__What you need to do__
From the first line of the entries below to the line with "Practice step: identify the ornamental", give each line again exactly.

Region pointing data
--------------------------------------------------

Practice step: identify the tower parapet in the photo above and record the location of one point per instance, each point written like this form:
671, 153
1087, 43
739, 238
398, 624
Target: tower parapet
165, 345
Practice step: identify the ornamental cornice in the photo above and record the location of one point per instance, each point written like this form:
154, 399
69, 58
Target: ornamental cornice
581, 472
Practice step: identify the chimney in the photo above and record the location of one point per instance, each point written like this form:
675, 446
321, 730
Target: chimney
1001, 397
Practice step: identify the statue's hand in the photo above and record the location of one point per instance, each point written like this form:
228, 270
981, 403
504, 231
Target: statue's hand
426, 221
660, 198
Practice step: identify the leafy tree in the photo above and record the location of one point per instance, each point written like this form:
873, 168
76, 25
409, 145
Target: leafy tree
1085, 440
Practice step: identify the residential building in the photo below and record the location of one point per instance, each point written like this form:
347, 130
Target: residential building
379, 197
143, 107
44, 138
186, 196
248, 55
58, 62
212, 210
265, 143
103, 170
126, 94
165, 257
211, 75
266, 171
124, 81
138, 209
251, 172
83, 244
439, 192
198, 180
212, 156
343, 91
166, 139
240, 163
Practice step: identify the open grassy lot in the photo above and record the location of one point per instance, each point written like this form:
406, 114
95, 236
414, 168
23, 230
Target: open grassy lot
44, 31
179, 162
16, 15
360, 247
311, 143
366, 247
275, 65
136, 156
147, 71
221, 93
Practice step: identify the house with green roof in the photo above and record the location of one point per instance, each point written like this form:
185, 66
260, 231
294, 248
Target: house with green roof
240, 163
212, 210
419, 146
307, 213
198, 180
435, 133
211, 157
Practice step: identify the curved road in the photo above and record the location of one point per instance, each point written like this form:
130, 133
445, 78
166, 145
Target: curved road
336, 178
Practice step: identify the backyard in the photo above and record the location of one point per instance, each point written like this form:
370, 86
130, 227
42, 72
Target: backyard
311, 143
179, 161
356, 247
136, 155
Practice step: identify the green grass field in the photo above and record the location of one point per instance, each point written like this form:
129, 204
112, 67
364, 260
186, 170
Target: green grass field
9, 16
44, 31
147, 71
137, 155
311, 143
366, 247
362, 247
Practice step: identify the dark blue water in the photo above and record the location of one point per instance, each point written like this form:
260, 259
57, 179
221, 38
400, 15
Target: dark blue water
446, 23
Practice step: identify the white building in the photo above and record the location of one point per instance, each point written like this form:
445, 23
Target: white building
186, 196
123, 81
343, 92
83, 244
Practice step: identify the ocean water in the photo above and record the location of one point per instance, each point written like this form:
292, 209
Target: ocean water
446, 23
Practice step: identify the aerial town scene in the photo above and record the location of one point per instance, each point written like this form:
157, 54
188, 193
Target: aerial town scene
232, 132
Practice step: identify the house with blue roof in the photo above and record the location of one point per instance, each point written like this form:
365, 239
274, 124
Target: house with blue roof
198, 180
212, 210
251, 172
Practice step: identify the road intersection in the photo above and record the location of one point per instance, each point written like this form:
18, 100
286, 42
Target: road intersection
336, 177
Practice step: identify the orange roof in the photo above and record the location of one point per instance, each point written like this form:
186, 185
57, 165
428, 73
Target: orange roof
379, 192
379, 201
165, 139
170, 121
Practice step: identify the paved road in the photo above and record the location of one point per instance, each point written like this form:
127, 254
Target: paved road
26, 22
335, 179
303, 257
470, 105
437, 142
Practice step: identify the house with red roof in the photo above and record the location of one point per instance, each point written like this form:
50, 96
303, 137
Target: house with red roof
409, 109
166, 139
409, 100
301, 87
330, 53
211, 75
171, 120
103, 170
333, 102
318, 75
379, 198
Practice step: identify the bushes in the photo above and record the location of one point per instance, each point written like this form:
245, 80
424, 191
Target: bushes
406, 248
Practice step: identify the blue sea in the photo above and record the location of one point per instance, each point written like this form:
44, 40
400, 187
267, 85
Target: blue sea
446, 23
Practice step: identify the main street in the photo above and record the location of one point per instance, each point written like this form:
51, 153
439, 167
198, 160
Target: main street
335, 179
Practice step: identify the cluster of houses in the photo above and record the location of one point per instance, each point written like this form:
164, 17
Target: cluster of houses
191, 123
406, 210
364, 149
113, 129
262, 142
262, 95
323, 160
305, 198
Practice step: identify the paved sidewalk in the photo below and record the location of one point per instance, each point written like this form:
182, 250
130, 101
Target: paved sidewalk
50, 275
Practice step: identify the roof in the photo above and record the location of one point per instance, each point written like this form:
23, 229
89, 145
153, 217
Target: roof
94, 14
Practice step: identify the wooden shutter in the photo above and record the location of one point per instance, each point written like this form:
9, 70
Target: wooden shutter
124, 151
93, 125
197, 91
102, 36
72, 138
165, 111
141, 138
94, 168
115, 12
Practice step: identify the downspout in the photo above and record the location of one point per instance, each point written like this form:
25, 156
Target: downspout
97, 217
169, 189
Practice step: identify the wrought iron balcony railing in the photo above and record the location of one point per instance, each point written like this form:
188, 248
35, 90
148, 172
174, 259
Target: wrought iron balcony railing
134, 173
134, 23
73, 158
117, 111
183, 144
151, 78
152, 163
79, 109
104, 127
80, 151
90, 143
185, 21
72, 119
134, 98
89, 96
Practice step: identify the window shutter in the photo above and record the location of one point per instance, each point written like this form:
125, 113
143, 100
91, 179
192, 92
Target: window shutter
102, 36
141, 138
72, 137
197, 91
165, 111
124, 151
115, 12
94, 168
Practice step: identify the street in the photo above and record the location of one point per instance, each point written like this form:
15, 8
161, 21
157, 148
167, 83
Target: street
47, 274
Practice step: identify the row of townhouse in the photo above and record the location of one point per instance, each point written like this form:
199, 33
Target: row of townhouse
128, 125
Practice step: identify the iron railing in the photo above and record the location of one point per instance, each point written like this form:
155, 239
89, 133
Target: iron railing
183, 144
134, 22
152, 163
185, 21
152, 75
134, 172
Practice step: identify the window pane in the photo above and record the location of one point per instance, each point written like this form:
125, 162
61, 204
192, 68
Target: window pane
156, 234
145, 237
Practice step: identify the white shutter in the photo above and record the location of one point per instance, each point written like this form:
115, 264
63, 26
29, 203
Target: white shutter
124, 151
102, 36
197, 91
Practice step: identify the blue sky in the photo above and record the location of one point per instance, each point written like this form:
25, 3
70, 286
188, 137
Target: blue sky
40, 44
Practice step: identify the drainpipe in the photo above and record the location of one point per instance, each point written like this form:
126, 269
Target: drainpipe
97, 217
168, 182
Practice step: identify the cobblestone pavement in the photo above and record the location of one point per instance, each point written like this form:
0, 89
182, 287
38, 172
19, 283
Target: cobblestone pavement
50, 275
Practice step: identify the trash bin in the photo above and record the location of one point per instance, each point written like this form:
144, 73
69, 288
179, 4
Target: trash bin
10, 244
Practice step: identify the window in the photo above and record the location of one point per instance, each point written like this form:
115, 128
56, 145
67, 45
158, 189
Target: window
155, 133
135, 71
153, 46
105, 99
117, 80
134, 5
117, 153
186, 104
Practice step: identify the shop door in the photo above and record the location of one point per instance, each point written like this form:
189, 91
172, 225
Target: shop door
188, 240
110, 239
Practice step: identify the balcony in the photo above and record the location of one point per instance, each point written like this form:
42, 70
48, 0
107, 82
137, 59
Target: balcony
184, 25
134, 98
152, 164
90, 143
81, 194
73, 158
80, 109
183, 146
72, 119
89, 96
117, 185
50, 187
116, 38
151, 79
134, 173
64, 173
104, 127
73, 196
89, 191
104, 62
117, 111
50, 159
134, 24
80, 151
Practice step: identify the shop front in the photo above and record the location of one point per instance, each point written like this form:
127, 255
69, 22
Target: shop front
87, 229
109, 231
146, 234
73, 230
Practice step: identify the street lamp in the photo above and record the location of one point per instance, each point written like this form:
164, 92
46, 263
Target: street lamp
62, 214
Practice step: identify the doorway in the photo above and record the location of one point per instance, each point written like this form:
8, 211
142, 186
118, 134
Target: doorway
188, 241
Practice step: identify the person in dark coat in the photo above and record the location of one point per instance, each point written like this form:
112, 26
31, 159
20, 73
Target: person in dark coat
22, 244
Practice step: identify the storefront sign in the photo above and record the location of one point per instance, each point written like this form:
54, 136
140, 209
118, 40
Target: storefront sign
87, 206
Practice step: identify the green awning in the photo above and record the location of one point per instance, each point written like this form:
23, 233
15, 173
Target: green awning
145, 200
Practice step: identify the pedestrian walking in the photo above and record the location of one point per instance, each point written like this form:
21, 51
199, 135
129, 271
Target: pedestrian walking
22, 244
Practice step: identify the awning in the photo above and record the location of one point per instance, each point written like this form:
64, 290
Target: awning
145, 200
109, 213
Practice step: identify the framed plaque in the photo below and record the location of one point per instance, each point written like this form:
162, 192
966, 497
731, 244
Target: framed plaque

--------------------------------------------------

__Answer box__
Practice step: identify the tower parapet in the photo above and record the location of one point per instance, each point written like this form:
671, 153
1087, 43
739, 238
398, 624
Target: tower parapet
165, 345
Practice step: identify the ornamental cornice in the photo above and record the location of one point per instance, each point written like this form:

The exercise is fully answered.